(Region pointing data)
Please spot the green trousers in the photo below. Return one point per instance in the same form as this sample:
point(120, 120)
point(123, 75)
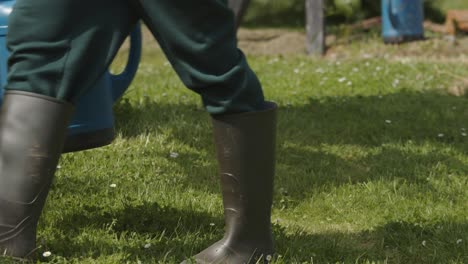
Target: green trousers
point(59, 48)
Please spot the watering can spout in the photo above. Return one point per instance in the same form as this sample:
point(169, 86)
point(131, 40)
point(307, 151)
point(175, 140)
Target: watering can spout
point(402, 20)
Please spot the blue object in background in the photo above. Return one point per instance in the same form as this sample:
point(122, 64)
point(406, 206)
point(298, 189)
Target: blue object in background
point(92, 124)
point(402, 20)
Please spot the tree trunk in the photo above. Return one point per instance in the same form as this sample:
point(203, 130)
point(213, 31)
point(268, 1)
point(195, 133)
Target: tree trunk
point(239, 7)
point(315, 27)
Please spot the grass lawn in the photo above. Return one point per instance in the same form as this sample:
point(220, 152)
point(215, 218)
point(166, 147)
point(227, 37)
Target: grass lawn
point(372, 164)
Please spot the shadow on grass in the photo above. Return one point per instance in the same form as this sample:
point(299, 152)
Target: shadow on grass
point(308, 135)
point(181, 234)
point(331, 141)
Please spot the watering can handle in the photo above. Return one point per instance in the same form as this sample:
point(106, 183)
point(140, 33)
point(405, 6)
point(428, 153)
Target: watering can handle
point(391, 15)
point(121, 81)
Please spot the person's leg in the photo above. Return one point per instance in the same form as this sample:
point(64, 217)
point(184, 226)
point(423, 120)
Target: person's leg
point(199, 40)
point(58, 48)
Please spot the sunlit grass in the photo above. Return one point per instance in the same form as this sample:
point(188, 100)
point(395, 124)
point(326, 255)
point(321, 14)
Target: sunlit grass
point(372, 168)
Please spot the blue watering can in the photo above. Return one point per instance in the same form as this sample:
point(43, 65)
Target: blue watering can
point(402, 21)
point(92, 124)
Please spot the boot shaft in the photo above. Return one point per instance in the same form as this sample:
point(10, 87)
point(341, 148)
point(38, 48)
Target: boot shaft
point(32, 131)
point(245, 146)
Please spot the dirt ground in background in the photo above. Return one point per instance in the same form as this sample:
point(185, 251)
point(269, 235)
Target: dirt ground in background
point(287, 42)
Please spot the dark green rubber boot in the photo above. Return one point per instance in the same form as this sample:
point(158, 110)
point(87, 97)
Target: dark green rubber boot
point(245, 146)
point(32, 131)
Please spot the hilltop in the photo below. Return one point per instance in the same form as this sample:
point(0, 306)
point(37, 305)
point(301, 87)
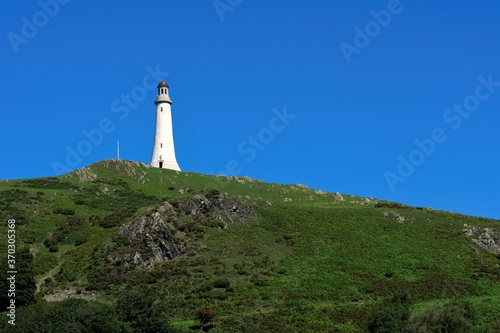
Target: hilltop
point(265, 257)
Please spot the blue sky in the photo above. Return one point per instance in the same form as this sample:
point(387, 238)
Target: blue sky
point(396, 100)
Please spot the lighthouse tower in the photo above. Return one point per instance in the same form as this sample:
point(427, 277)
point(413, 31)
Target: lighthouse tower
point(163, 149)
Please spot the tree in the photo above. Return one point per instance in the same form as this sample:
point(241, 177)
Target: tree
point(71, 315)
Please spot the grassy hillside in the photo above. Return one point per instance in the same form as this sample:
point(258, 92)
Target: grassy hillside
point(311, 261)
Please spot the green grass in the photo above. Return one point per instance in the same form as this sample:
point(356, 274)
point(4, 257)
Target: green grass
point(310, 264)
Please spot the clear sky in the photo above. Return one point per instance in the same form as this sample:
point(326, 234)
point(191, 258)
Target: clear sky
point(396, 100)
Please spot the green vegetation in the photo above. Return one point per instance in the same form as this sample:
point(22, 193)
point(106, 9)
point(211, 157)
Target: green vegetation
point(309, 263)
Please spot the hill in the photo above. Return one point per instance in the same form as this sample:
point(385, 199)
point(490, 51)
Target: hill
point(126, 241)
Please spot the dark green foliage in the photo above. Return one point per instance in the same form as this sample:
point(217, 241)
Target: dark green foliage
point(205, 315)
point(212, 194)
point(144, 312)
point(24, 280)
point(47, 183)
point(64, 211)
point(312, 264)
point(390, 315)
point(222, 283)
point(456, 317)
point(387, 204)
point(73, 315)
point(117, 218)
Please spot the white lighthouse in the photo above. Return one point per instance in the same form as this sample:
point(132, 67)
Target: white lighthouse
point(163, 149)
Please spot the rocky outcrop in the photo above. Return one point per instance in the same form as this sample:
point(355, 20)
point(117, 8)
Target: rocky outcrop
point(487, 238)
point(160, 233)
point(397, 217)
point(337, 196)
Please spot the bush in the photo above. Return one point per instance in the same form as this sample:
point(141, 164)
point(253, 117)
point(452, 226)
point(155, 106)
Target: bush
point(206, 315)
point(390, 315)
point(141, 308)
point(72, 315)
point(25, 280)
point(222, 283)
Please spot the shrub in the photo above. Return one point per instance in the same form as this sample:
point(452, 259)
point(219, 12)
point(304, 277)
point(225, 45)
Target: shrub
point(390, 315)
point(222, 283)
point(457, 317)
point(141, 309)
point(206, 315)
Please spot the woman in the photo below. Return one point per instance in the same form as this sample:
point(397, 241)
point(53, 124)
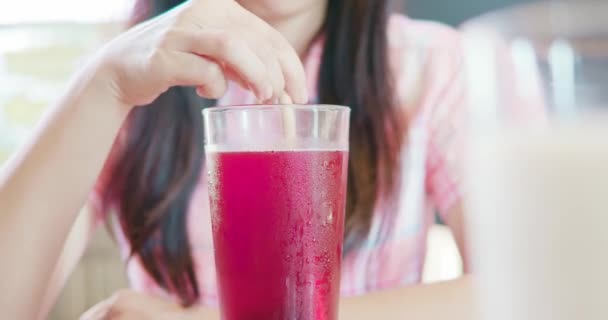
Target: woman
point(400, 77)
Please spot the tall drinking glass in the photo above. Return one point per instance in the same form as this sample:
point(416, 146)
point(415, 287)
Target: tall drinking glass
point(538, 160)
point(277, 186)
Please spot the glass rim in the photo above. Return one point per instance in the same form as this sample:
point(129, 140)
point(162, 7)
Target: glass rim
point(264, 107)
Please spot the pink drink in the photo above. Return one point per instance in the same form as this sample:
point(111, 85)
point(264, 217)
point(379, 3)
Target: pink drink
point(278, 224)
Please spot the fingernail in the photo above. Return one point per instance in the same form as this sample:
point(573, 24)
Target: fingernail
point(285, 99)
point(268, 91)
point(302, 97)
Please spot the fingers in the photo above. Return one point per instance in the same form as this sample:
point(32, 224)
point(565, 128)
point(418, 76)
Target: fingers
point(259, 56)
point(291, 66)
point(237, 55)
point(184, 69)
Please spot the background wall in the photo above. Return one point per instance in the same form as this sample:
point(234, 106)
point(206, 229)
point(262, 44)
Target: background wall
point(454, 12)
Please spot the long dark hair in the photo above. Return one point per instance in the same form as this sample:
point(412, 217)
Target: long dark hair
point(156, 165)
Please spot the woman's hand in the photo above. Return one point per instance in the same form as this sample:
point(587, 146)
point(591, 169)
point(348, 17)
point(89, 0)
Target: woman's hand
point(202, 43)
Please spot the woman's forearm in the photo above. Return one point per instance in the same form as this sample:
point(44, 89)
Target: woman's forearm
point(45, 185)
point(449, 300)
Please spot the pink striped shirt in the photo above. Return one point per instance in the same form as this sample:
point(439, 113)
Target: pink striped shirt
point(426, 60)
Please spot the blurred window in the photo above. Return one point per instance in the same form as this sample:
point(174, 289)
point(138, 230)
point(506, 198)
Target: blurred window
point(37, 11)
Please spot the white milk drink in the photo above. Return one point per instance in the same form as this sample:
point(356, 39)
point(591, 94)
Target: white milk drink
point(538, 211)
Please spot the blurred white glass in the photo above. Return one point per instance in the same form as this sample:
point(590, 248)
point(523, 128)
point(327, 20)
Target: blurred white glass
point(537, 166)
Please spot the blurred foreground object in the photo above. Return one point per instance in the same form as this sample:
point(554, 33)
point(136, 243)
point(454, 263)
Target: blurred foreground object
point(537, 169)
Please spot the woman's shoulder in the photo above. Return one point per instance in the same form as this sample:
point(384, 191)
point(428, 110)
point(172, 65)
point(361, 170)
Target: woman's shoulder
point(404, 32)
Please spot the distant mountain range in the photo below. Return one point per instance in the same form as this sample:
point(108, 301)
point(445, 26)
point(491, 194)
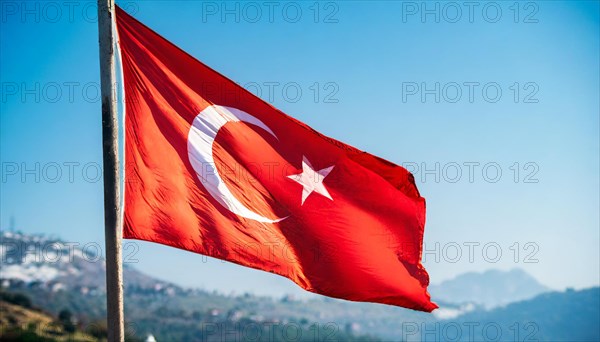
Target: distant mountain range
point(57, 276)
point(489, 289)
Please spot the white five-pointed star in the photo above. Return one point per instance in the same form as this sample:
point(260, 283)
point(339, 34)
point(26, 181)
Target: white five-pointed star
point(311, 180)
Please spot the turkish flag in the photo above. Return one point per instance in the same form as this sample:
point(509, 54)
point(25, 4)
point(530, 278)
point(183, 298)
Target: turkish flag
point(211, 168)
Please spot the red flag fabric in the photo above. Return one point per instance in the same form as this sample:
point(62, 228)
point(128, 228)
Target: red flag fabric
point(211, 168)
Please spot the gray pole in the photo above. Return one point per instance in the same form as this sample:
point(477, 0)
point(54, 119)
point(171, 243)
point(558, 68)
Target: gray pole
point(112, 216)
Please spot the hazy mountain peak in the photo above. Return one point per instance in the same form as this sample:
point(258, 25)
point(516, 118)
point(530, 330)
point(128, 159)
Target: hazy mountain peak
point(490, 288)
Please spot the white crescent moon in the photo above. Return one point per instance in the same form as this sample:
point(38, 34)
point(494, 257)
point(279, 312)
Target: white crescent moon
point(202, 134)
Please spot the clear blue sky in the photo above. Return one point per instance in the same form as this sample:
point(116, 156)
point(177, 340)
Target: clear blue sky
point(370, 61)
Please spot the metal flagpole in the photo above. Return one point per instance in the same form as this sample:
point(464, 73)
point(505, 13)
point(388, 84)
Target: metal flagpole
point(112, 216)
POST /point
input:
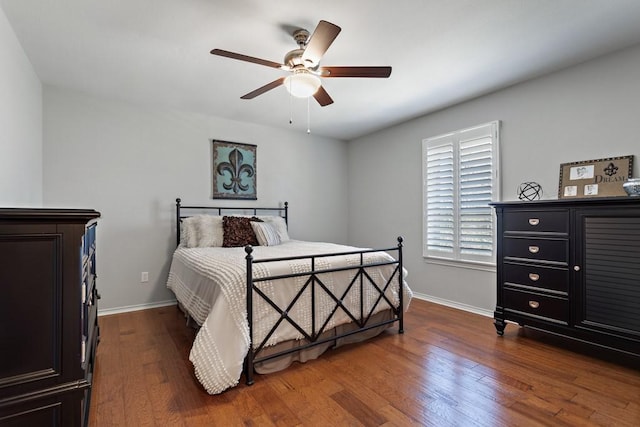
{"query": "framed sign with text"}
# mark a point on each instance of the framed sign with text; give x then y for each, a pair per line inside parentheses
(595, 178)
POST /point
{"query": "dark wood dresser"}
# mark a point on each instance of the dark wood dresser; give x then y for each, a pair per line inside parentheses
(571, 267)
(48, 316)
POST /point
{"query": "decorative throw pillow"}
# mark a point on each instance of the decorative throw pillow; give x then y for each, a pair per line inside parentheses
(280, 225)
(188, 232)
(265, 233)
(210, 231)
(238, 231)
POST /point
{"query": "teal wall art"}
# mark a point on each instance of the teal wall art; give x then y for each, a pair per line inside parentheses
(234, 170)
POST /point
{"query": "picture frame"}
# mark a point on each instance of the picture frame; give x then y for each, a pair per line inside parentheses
(234, 170)
(595, 178)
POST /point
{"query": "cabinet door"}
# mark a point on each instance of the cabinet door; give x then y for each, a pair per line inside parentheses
(608, 277)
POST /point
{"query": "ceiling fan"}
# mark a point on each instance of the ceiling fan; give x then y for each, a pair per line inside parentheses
(304, 65)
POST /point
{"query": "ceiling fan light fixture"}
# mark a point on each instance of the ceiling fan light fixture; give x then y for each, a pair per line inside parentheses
(302, 84)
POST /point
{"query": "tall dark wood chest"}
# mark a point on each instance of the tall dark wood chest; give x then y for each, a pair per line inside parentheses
(48, 316)
(572, 267)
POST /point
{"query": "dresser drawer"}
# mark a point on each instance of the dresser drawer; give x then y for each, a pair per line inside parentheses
(549, 307)
(537, 221)
(554, 250)
(551, 278)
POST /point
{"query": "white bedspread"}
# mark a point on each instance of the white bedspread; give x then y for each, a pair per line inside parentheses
(210, 283)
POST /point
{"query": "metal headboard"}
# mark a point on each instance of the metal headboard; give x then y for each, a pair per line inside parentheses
(221, 210)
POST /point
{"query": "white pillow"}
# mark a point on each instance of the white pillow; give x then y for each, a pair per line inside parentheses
(279, 224)
(188, 232)
(209, 231)
(266, 234)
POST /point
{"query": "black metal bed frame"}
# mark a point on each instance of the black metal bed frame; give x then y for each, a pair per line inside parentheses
(363, 319)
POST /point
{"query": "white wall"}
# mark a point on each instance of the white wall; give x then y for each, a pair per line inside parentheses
(130, 163)
(20, 124)
(586, 112)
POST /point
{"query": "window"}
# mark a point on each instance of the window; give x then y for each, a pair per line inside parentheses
(460, 179)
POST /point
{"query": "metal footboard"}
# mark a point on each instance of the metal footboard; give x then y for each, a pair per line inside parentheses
(361, 318)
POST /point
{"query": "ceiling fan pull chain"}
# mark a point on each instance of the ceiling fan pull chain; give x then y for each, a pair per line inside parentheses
(308, 115)
(290, 105)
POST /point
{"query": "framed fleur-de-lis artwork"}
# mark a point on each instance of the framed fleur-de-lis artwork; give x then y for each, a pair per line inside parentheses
(234, 170)
(595, 178)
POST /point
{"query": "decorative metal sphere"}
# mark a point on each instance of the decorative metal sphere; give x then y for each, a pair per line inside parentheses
(529, 191)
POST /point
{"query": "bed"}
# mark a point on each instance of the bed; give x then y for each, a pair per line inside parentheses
(260, 307)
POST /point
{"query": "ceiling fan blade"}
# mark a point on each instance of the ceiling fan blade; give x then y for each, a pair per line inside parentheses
(322, 97)
(324, 34)
(241, 57)
(274, 84)
(380, 72)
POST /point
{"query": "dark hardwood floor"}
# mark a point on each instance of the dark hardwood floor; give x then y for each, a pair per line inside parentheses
(449, 368)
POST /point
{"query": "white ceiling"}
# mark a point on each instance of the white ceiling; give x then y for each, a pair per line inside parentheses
(156, 52)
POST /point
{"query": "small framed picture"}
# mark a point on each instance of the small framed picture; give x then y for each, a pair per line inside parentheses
(595, 178)
(234, 170)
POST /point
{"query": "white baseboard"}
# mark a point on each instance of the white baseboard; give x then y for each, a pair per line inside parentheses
(454, 304)
(136, 307)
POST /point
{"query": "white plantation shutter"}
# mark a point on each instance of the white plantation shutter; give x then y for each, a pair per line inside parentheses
(440, 209)
(460, 173)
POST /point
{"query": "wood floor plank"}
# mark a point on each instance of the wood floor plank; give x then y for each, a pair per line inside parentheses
(449, 368)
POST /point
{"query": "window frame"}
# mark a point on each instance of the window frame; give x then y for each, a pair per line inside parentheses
(455, 139)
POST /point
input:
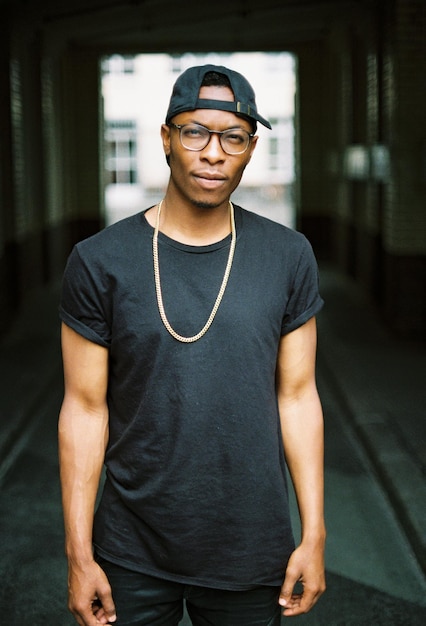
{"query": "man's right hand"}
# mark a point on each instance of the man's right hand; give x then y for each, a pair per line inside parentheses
(89, 595)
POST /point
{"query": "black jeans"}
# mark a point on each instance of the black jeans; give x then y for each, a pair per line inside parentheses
(143, 600)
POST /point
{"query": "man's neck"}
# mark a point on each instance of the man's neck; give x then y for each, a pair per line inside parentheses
(192, 225)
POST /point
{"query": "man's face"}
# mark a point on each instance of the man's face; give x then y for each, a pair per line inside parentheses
(208, 177)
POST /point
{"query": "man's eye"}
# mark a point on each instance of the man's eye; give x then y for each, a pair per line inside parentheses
(235, 137)
(193, 132)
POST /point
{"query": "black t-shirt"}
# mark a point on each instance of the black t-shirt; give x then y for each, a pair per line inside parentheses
(196, 488)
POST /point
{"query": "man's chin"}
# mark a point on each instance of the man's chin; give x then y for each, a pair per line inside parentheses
(207, 204)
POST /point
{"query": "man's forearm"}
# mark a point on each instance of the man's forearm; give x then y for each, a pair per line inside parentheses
(303, 437)
(82, 441)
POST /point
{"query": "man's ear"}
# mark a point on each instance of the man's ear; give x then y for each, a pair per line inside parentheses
(165, 136)
(252, 146)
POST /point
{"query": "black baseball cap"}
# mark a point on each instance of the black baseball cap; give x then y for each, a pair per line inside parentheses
(187, 87)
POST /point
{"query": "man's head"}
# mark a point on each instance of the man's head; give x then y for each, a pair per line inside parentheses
(209, 134)
(185, 95)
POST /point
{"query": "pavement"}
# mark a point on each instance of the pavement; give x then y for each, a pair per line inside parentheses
(378, 378)
(381, 380)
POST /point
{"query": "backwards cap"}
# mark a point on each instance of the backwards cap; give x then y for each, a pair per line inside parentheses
(187, 87)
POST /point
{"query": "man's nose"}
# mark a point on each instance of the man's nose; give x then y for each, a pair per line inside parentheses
(214, 150)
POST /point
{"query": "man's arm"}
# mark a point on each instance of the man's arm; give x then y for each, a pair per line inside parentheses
(83, 435)
(302, 431)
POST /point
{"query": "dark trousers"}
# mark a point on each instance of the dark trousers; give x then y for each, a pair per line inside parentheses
(143, 600)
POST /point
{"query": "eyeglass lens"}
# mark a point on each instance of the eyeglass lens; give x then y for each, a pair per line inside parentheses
(196, 137)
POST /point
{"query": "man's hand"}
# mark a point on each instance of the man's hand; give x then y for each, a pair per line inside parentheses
(306, 566)
(89, 595)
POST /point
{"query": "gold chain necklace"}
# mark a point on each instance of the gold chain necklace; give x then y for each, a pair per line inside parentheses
(219, 295)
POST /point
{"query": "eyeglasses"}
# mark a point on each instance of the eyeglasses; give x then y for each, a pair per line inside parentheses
(196, 137)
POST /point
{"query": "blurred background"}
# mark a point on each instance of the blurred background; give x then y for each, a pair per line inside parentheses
(84, 87)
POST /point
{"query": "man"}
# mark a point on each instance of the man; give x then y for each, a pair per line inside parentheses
(189, 347)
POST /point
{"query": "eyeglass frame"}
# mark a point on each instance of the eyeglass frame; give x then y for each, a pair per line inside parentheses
(179, 127)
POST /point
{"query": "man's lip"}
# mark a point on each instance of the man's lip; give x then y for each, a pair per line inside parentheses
(210, 176)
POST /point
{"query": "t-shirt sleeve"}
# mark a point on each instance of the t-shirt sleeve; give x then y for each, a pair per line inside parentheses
(83, 305)
(304, 301)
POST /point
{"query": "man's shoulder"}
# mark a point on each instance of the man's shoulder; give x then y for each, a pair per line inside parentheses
(114, 236)
(270, 228)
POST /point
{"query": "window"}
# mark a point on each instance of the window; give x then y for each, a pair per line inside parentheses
(120, 152)
(281, 156)
(119, 64)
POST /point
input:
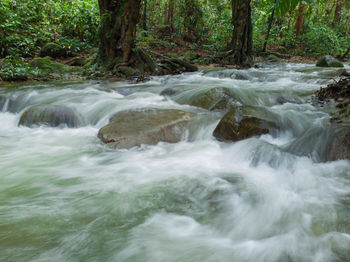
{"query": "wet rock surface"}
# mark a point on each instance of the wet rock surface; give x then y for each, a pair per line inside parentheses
(49, 115)
(339, 92)
(328, 61)
(241, 123)
(212, 99)
(147, 126)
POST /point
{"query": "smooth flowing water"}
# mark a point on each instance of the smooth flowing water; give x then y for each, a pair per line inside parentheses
(65, 196)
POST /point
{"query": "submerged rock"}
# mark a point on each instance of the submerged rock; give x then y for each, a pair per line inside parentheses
(213, 99)
(285, 99)
(240, 123)
(149, 126)
(339, 147)
(50, 115)
(53, 50)
(328, 61)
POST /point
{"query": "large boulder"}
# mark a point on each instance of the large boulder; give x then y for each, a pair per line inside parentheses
(49, 115)
(328, 61)
(212, 99)
(242, 123)
(148, 126)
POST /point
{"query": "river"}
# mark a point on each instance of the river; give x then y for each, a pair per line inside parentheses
(65, 196)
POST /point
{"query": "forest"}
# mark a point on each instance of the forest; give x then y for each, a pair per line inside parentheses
(175, 130)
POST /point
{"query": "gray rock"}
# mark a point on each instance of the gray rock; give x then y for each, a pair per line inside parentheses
(328, 61)
(212, 99)
(50, 115)
(339, 146)
(242, 123)
(148, 126)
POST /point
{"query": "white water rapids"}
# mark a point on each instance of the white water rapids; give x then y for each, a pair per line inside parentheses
(65, 196)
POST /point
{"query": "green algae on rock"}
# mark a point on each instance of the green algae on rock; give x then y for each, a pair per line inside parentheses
(49, 115)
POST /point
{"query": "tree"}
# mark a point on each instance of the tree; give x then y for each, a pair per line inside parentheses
(300, 20)
(192, 18)
(241, 43)
(144, 16)
(170, 16)
(339, 6)
(117, 30)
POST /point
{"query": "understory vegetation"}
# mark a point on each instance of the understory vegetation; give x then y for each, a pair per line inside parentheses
(196, 29)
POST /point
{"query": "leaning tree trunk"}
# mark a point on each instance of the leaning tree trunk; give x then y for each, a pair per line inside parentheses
(300, 20)
(117, 30)
(144, 16)
(337, 12)
(170, 16)
(242, 43)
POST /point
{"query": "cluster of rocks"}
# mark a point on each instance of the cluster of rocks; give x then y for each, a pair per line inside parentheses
(132, 128)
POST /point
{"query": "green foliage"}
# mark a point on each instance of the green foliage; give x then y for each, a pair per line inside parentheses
(322, 39)
(14, 68)
(26, 25)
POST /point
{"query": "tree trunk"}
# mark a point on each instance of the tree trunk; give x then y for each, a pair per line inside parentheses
(242, 43)
(337, 12)
(192, 15)
(300, 20)
(170, 15)
(272, 16)
(144, 17)
(117, 30)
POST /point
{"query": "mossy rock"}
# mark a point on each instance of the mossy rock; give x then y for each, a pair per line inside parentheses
(49, 115)
(213, 99)
(127, 71)
(148, 126)
(45, 64)
(14, 70)
(54, 50)
(239, 124)
(189, 56)
(328, 61)
(273, 59)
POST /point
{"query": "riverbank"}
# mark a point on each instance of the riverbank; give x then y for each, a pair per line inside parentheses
(67, 196)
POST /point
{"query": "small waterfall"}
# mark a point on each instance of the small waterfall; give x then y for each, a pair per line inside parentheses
(65, 196)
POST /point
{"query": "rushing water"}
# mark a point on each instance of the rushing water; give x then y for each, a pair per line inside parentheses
(64, 196)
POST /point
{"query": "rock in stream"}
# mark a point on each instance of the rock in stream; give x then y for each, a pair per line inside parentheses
(147, 126)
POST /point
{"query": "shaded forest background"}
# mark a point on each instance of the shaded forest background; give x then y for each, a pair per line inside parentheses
(196, 29)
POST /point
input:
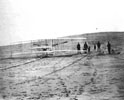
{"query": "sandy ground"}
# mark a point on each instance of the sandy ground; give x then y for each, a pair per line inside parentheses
(78, 77)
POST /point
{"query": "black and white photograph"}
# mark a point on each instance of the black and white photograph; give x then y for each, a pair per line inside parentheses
(61, 50)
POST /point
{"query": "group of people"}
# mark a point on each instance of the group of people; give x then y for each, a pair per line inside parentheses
(97, 46)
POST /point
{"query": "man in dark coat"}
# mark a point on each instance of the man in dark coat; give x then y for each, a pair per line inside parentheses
(109, 47)
(78, 47)
(98, 45)
(85, 46)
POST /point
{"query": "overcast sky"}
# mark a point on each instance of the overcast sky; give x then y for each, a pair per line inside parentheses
(22, 20)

**TO DO**
Starting from the line with "point(108, 301)" in the records above, repeat each line exactly until you have written the line with "point(260, 283)", then stop; drop the pictures.

**TASK SOLUTION**
point(108, 301)
point(445, 26)
point(491, 194)
Target: distant mountain range
point(57, 276)
point(489, 289)
Please spot the white five-pointed star in the photo above. Return one point per instance in the same form as this sample:
point(260, 283)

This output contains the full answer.